Collected data entries
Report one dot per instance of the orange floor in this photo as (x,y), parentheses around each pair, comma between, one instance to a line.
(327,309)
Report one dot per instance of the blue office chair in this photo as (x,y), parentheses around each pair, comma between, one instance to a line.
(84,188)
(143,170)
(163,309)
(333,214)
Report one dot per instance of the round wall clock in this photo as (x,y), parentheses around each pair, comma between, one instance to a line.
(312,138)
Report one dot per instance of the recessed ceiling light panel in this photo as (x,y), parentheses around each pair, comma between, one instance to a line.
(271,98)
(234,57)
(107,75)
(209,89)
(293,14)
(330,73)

Task brief: Format the entries above as a numbered list, one line per item, and omit any blank lines.

Exercise response:
1. Report one dot per instance of the orange floor in this photo as (x,y), parentheses around each pair, comma between, one instance to a line.
2. (327,309)
3. Report one dot per instance of the blue office chair in this photo as (x,y), parentheses around each pair, comma between, one instance to a line.
4. (84,188)
5. (143,170)
6. (163,309)
7. (333,214)
8. Report one dot per instance of the round wall clock in this photo as (x,y), parentheses around each pair, comma between, one instance to a line.
9. (312,138)
10. Report one dot per instance of the recessed ceiling light panel in this photo as (x,y), parentheses around each pair, comma between, one instance to a line.
11. (271,98)
12. (234,57)
13. (107,75)
14. (209,89)
15. (293,14)
16. (330,73)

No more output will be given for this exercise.